• Written By: Gail F. Schwartz, MD
    Glaucoma

    The authors of this study published in the October issue of the Archives of Ophthalmology examined nailfold capillary changes in patients with glaucoma, and found a strong association between the presence of optic disc hemorrhage and nail bed hemorrhage These associations were stronger in patients with normal-tension glaucoma (NTG) than primary open-angle glaucoma (POAG), although POAG patients with disc hemorrhage also had considerable abnormalities in peripheral microcirculation.

    This article is worth reading due to its originality for the subspecialty of glaucoma. The technique of nailfold capillaroscopy, quite outside our normal realm of diagnostic testing, could become noteworthy. Although vascular hypotheses for glaucoma have been around for decades, primarily for low-tension glaucoma, ocular blood flow studies have been inconclusive.

    The study included 108 glaucoma patients, of whom 86 had NTG and 22 had POAG, and 38 control patients. Patients underwent a complete ophthalmic examination and physical examination. All subjects underwent nailfold capillaroscopy, with the results analyzed by a single masked observer.

    Nailfold capillaroscopy results among glaucoma patients indicated dilated vessels in 55.6 percent, loss of capillaries in 35.2 percent and nail bed hemorrhages in 19.4 percent. Disc hemorrhage was significantly associated with avascular area (odds ratio, 11.13; P < 0.001) and nail bed hemorrhage (81.59; P < 0.001). By multivariate logistic regression analysis, avascular area and nail bed hemorrhage continued to be independently associated with the presence of disc hemorrhages in glaucoma patients. No significant differences of association were found between NTG and POAG patients.

    These results are consistent with reports that peripheral microcirculation in glaucoma patients is abnormal. The authors found this more likely to be true for glaucoma patients with optic disc hemorrhage, which presented as avascular areas and nail bed hemorrhages on nailfold capillaroscopy. This suggests that glaucoma patients with optic disc hemorrhage have considerable peripheral vascular insufficiency and adds weight to the hypothesis that the pathogenesis of disc hemorrhage could be of vascular origin.

    The stronger association in NTG than POAG patients provides more evidence of abnormal microcirculation in NTG patients. However, disc hemorrhage was associated with nailfold hemorrhage with an OR of 17.55 (95% CI, 8.53-69.54; P < 0.001) in POAG patients, which suggests that abnormalities in the peripheral microcirculation coexist with disc hemorrhage in POAG patients. The authors say this could be a feature of optic disc hemorrhage itself rather than NTG. They say that abnormalities in peripheral microcirculation and optic disc hemorrhages are both signs of a vascular entity in glaucoma that is independent of the level of IOP.

    The authors conclude that applying nailfold capillaroscopy in glaucoma patients could help identify patients at greater risk of optic disc hemorrhage. They add that it may be possible to use techniques like nailfold capillaroscopy to distinguish among glaucoma patients with and without vascular abnormalities in the future, thereby opening up new diagnostic and therapeutic options.

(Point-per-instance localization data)

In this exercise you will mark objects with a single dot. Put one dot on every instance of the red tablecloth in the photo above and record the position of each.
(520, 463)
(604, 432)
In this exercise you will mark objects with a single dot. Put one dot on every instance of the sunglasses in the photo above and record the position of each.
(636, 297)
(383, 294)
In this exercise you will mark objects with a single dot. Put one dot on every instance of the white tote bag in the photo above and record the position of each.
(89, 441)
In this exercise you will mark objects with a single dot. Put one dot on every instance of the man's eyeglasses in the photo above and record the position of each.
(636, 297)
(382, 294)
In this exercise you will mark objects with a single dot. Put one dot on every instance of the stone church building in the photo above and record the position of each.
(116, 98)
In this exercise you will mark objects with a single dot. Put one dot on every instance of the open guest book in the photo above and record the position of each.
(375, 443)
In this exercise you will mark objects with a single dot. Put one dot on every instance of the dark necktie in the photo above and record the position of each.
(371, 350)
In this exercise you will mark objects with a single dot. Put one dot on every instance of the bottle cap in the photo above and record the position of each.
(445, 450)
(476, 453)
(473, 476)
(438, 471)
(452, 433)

PROBLEMS AND TASKS:
1. Duplicate the glaucoma review word for word from "The authors conclude" to "and therapeutic options.".
2. Answer these questions from the glaucoma review.
(a) In which month's issue of the Archives of Ophthalmology was the study published?
(b) How many glaucoma patients did the study include?
(c) What percentage of glaucoma patients showed nail bed hemorrhages on nailfold capillaroscopy?
Rely on nothing but the glaucoma review.

ANSWER SECTION:
1.
The authors conclude that applying nailfold capillaroscopy in glaucoma patients could help identify patients at greater risk of optic disc hemorrhage. They add that it may be possible to use techniques like nailfold capillaroscopy to distinguish among glaucoma patients with and without vascular abnormalities in the future, thereby opening up new diagnostic and therapeutic options.

2.
(a) October
(b) 108
(c) 19.4 percent